Could you edit the records below so that "instance" becomes "occurrence" wherever it appears, with nothing else changed?

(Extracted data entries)
==*==

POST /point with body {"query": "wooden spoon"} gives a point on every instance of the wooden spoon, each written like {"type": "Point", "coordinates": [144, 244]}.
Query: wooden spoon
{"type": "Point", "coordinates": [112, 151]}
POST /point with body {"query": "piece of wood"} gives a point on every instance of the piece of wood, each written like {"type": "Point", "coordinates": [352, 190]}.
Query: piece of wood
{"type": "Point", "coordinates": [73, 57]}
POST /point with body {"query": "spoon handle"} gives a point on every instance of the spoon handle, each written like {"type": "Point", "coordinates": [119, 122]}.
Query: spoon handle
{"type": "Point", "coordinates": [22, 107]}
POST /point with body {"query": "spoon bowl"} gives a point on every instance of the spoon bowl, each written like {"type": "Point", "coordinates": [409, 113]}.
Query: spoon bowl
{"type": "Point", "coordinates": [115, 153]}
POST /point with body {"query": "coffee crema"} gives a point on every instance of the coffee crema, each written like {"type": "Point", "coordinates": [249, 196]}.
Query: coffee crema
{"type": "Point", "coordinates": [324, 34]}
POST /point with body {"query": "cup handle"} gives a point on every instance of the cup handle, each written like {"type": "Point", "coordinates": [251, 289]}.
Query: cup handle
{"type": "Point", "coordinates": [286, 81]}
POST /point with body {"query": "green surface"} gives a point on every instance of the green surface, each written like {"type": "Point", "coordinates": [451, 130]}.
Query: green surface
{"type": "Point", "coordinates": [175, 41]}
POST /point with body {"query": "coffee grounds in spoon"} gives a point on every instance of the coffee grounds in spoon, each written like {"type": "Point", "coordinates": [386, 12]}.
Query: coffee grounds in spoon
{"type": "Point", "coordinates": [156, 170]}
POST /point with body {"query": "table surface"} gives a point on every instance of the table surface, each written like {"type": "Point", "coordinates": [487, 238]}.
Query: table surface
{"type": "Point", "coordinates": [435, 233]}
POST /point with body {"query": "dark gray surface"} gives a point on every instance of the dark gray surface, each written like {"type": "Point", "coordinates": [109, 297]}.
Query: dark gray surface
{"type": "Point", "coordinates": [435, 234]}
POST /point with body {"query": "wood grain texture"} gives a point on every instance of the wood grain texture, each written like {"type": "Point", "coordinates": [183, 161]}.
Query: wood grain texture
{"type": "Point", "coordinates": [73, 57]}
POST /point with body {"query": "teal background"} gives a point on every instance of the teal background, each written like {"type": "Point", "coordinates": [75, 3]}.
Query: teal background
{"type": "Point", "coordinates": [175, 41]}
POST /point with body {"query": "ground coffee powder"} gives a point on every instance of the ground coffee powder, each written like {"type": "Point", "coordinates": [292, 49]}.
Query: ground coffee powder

==*==

Expected answer ▸
POST /point with body {"query": "wooden spoon"} gives a point on every occurrence of the wooden spoon, each written like {"type": "Point", "coordinates": [144, 244]}.
Query: wooden spoon
{"type": "Point", "coordinates": [112, 151]}
POST /point with body {"query": "piece of wood"} gives a point on every occurrence of the piece of wood, each written like {"type": "Point", "coordinates": [352, 190]}.
Query: piece of wood
{"type": "Point", "coordinates": [73, 57]}
POST /point with body {"query": "spoon handle"} gives a point on every occurrence of the spoon handle, each written like {"type": "Point", "coordinates": [119, 122]}.
Query: spoon handle
{"type": "Point", "coordinates": [22, 107]}
POST /point with body {"query": "spoon bowl"} gives a point on every occurrence of the spoon bowl, each written like {"type": "Point", "coordinates": [409, 113]}.
Query: spoon bowl
{"type": "Point", "coordinates": [115, 153]}
POST /point with body {"query": "coffee crema"} gives a point on every occurrence of the coffee crema, each written like {"type": "Point", "coordinates": [249, 196]}.
Query: coffee crema
{"type": "Point", "coordinates": [324, 34]}
POST /point with body {"query": "cup handle"} gives a point on every occurrence of the cup handle, each written like {"type": "Point", "coordinates": [251, 289]}.
Query: cup handle
{"type": "Point", "coordinates": [286, 81]}
POST /point with body {"query": "green surface"} gives a point on every occurrence of the green surface, each written like {"type": "Point", "coordinates": [451, 130]}.
Query: green surface
{"type": "Point", "coordinates": [175, 41]}
POST /point with body {"query": "coffee grounds in spoon"} gives a point on every occurrence of the coffee grounds in spoon, each written like {"type": "Point", "coordinates": [386, 12]}.
Query: coffee grounds in spoon
{"type": "Point", "coordinates": [156, 170]}
POST /point with body {"query": "table surface"} gives a point on every occurrence of the table surface, each written like {"type": "Point", "coordinates": [487, 238]}.
Query: table surface
{"type": "Point", "coordinates": [435, 233]}
POST /point with body {"query": "dark gray surface"} gives a point on every occurrence of the dark gray surface, each written like {"type": "Point", "coordinates": [109, 297]}.
Query: dark gray surface
{"type": "Point", "coordinates": [435, 234]}
POST /point with body {"query": "wood grain texture"} gives a point on every occurrence of the wood grain texture, each written like {"type": "Point", "coordinates": [183, 161]}.
Query: wood grain texture
{"type": "Point", "coordinates": [73, 57]}
POST /point with body {"query": "teal background"} gives a point on every occurrence of the teal background, each written like {"type": "Point", "coordinates": [75, 3]}.
Query: teal background
{"type": "Point", "coordinates": [175, 41]}
POST /point with body {"query": "ground coffee powder"} gives a point on every occurrence of the ground coffee powder, each written like {"type": "Point", "coordinates": [292, 49]}.
Query: ground coffee powder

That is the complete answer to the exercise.